Data for this exercise ▸

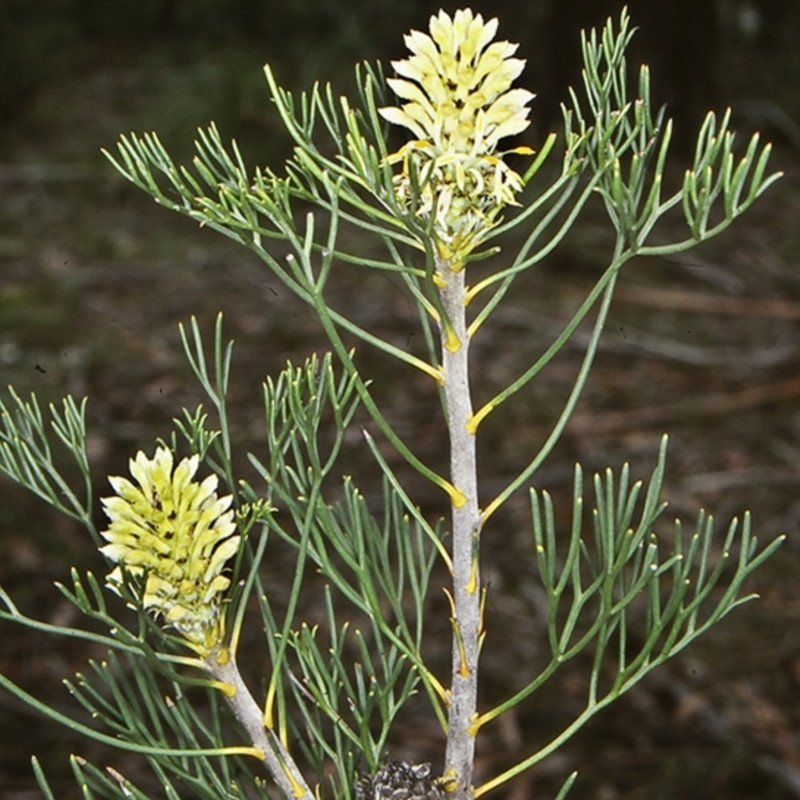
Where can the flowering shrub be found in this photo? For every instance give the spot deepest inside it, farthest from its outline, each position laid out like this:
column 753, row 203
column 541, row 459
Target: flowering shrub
column 187, row 555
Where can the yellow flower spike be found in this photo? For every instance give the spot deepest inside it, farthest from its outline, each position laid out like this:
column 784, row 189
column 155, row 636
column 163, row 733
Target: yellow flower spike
column 457, row 101
column 177, row 535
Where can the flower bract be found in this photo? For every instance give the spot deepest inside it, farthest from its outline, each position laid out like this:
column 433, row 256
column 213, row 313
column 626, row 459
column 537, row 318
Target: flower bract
column 176, row 534
column 458, row 104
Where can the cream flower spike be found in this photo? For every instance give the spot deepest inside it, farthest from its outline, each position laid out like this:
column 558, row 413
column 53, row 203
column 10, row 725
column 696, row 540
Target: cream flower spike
column 459, row 104
column 177, row 534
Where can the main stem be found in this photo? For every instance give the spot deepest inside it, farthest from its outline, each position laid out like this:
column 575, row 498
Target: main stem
column 466, row 525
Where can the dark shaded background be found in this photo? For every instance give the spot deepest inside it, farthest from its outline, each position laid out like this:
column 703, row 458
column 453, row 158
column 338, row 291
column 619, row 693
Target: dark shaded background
column 94, row 279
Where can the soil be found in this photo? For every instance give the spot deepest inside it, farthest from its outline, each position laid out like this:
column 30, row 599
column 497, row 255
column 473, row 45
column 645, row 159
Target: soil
column 95, row 279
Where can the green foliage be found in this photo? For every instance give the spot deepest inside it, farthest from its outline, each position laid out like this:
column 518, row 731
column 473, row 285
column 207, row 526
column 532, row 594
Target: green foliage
column 332, row 690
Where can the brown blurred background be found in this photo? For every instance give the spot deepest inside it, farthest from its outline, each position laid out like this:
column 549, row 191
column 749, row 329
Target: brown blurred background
column 94, row 279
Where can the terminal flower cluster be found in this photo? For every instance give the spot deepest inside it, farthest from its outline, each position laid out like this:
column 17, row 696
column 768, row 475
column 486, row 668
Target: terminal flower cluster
column 458, row 104
column 177, row 534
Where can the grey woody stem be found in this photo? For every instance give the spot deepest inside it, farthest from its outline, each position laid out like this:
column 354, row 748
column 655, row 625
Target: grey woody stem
column 280, row 764
column 466, row 525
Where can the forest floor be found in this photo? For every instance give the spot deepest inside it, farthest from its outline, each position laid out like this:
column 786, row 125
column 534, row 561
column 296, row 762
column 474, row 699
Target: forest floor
column 706, row 346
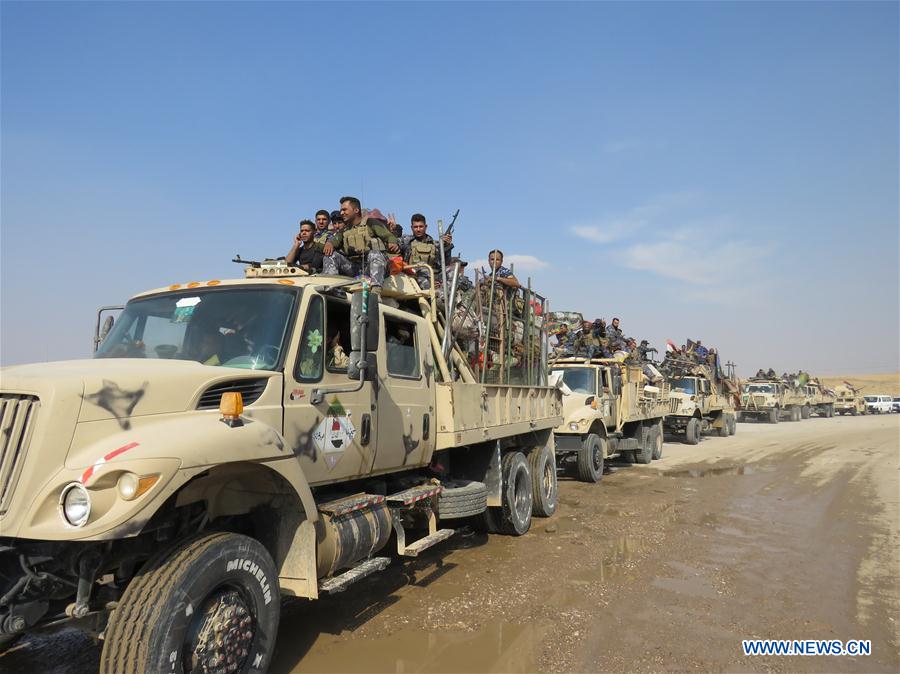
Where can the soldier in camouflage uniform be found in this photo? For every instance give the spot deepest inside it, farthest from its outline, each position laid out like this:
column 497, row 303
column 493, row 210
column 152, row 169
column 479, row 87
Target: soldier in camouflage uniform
column 322, row 234
column 420, row 248
column 360, row 240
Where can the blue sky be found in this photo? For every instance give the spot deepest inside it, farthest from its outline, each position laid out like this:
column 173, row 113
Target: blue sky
column 727, row 172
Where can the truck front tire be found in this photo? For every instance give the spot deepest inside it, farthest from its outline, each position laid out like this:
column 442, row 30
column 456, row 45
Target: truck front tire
column 656, row 440
column 589, row 462
column 692, row 432
column 544, row 486
column 210, row 601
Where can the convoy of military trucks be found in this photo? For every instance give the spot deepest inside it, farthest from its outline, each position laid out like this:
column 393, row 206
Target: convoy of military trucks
column 239, row 441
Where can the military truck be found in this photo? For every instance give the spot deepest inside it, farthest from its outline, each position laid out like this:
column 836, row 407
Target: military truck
column 610, row 410
column 848, row 400
column 819, row 400
column 234, row 442
column 705, row 399
column 771, row 399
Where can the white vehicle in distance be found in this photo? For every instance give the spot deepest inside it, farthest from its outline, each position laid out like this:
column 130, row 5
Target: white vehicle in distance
column 879, row 404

Problem description ▸ Transcribe the full listing exactly, but keep every image out of it.

Task answer ▸
Where can the flowering shrub be found in this photo? For every instance give the spot deepest inside it, farthest from its outline, each position laid out like this:
column 753, row 203
column 541, row 459
Target: flowering shrub
column 187, row 555
Where can the yellow flower spike be found in this photo? For every instance give the spot deepest inside it, farthest from its outline, each position laid out like this:
column 784, row 189
column 155, row 636
column 163, row 733
Target: yellow flower spike
column 457, row 101
column 177, row 535
Where can the flower bract be found in this photo? For every instance give the spot deepest inside it, farthest from its outline, each position laid out like this:
column 433, row 256
column 213, row 313
column 626, row 459
column 537, row 318
Target: flower bract
column 176, row 534
column 458, row 104
Where can the cream flower spike be found in this photo? For every instance give the spot deepest inside it, farthest from its outline, each position laid out like this:
column 558, row 413
column 53, row 203
column 10, row 725
column 696, row 540
Target: cream flower spike
column 459, row 104
column 177, row 534
Where can the main stem be found in this photo? For every instance give the spot deepest inside it, farthest from its outline, each position laid out like this:
column 575, row 498
Target: main stem
column 466, row 525
Where can the dark shaded background be found in this photo? For every instance give the spot deepest inside it, farthest from its outline, each position laid out like this:
column 703, row 458
column 453, row 158
column 338, row 291
column 619, row 693
Target: dark shaded background
column 94, row 279
Where can the soil be found in this photo? For every instance give the spot deepest inside it, farthest from its outline, each position laid out like this:
column 30, row 599
column 497, row 255
column 473, row 45
column 645, row 159
Target: soil
column 95, row 279
Where can the green foliage be found in this photo? For every instance give the spot deepest inside it, farthest from its outline, each position laid out like this:
column 518, row 731
column 473, row 285
column 207, row 526
column 532, row 594
Target: green foliage
column 332, row 690
Where can the brown blurred background be found in this photo? For every instance give the spot deepest inside it, farthest from its outline, each position laid out like this:
column 549, row 191
column 749, row 329
Target: brown blurred background
column 94, row 279
Where can the terminal flower cluster be found in this photo? For every instance give the spot deepest inside it, farthest from its outline, each position laid out like this:
column 17, row 696
column 768, row 475
column 486, row 668
Target: terminal flower cluster
column 458, row 104
column 177, row 534
Where can the grey woody stem be found in this photo? For every instance give the spot deepest inside it, farthest from its outline, each position laid out like this:
column 354, row 748
column 655, row 625
Target: grey woody stem
column 280, row 764
column 466, row 525
Where can the forest floor be found in this photo? For every instance give the spot deepest inside it, farthest from its outline, each position laid out like this:
column 786, row 125
column 534, row 561
column 296, row 762
column 474, row 699
Target: forest floor
column 706, row 346
Where can the soldier in camouflage uniform be found in this photo? For every instance give the spot deepest inside it, farthest from its outline, each position laid out like this:
column 497, row 303
column 493, row 210
column 152, row 169
column 479, row 87
Target: soldier in camouflage uniform
column 322, row 234
column 420, row 248
column 360, row 240
Where can the blue sky be found in this photo? For every instance give the spot deepest inside it, farthest from its outline, each position laid out like this:
column 173, row 113
Target: blue sky
column 727, row 172
Where can the truck front tire be found in this photo? For every instance give the spot deepest inside it, farthest from its outline, each position laid out like this:
column 442, row 30
column 456, row 45
Target: truck front tire
column 656, row 440
column 589, row 462
column 692, row 432
column 544, row 486
column 210, row 601
Where can the convoy of military trucks be found in this photo? For every instance give the spot deepest inside it, farthest from its outline, each position laid out like this:
column 393, row 206
Target: convoy of military trucks
column 239, row 441
Where can the military truck be found in this photo? For every instance give the spot deepest inside it, farthest from its outline, each position laid out like this:
column 836, row 407
Target: military truck
column 610, row 410
column 848, row 400
column 819, row 400
column 234, row 442
column 705, row 399
column 771, row 399
Where can the white vehicle in distance be found in this photo? For every instance give the spot deepest inside it, farthest from its outline, each position laid out like this:
column 130, row 5
Target: white vehicle in distance
column 879, row 404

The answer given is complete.